[The task]
Copy out all of the records, exactly as they appear.

[Referring expression pointing data]
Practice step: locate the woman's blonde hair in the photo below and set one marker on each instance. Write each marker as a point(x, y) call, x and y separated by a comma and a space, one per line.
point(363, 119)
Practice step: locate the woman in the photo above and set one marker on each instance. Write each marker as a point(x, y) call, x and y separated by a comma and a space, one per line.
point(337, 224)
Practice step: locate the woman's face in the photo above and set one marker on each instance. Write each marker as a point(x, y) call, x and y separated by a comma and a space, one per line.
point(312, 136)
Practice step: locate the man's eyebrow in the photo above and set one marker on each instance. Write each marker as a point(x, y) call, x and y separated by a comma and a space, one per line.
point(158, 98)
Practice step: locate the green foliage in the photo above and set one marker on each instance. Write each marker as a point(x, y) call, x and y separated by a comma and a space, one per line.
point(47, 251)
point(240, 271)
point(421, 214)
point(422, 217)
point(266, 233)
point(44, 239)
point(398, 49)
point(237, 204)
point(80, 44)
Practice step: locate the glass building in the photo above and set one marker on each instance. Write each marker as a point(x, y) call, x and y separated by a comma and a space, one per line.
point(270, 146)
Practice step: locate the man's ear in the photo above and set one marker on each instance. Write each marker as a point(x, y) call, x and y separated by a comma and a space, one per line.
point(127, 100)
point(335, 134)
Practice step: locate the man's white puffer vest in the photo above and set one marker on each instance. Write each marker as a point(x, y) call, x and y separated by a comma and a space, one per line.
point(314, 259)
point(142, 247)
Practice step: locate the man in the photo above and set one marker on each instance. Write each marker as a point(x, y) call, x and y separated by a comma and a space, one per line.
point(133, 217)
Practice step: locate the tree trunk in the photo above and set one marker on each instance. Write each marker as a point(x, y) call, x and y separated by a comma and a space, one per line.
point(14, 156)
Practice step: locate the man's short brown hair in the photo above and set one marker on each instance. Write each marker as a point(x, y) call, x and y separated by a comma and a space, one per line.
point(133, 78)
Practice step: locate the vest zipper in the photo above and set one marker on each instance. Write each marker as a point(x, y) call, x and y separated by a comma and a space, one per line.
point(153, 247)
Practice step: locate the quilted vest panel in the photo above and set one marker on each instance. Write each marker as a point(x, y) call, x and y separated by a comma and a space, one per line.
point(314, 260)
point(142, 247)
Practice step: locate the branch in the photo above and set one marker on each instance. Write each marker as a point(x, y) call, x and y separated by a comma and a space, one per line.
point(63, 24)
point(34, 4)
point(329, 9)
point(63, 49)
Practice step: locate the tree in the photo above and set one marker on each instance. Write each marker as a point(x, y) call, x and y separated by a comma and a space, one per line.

[Answer to the problem]
Practice step: locate the woman's blonde hair in the photo below and set one marker on each instance. Write each marker as a point(x, y) call, x and y separated by a comma and a space, one per line.
point(363, 119)
Practice step: locate the woman in the photo above and set one marker on each instance. Write each marker as a point(x, y) call, x and y separated by a comma and a space, one per line.
point(337, 224)
Practice step: locate the woman's face in the photo above and set one marker on each instance. Write each marker as a point(x, y) call, x and y separated by a comma and a space, one per line.
point(312, 136)
Practice step: locate the man's eyebrow in the photo above and set one marker on each instance. Write each marker as a point(x, y) call, x and y separated by a comma and a space, one per line.
point(158, 98)
Practice step: locate the green foliage in the photo above and set one marker on each instance. Write each marker as a point(x, y) call, x and y separated by a comma and a space, one per line.
point(47, 251)
point(240, 271)
point(421, 214)
point(422, 217)
point(266, 233)
point(44, 239)
point(398, 49)
point(237, 204)
point(80, 44)
Practice step: locate the glass building in the photo above and set one marker on each instance. Write each marker as a point(x, y) call, x and y separated by a comma and a space, one per line.
point(270, 146)
Practice step: locate the man's ear in the photo above and set one marker on each instance. Write each marker as a point(x, y) call, x and y separated by a comma and a space, one per line.
point(127, 100)
point(335, 134)
Practice step: locate the man's white puffer vest in the photo above and set one marker on each instance. Write each marker as a point(x, y) call, x and y separated by a comma and a space, one per line.
point(314, 259)
point(142, 247)
Practice step: locate the man in the photo above and set one marker on each instance. Write each marker as a point(x, y) call, x and y separated by a comma and a space, one per line.
point(133, 217)
Practice step: locate the tree trunk in the photo above and set one marker on each instance. Write each marker as a point(x, y) call, x and y separated by a comma and a space, one per line.
point(14, 156)
Practice step: locate the man's short brown hair in the photo above and set one marker on each instance. Write each marker as a point(x, y) call, x and y separated by a comma and a space, one per line.
point(133, 78)
Practice step: locate the vest zipper in the photo above and set one marker on each instance. Write each marker as a point(x, y) call, x and y separated by a comma and a space, one per line.
point(153, 247)
Practice step: locate the quilted vest panel in the photo above and set one marker on each instance. Write each marker as a point(x, y) call, x and y separated by a comma and a space, one per line.
point(314, 260)
point(142, 247)
Practice step: locate the branch in the photo above and set one marker on each instance. Write each marker as a point(x, y) call, x and y separated by a comma and a space, one per line.
point(63, 24)
point(34, 4)
point(329, 9)
point(63, 49)
Practice step: locate the tree in the photo above and set one marker on each instance. Write each marker as a point(x, y) call, x and y separated by a comma and a space, one per line.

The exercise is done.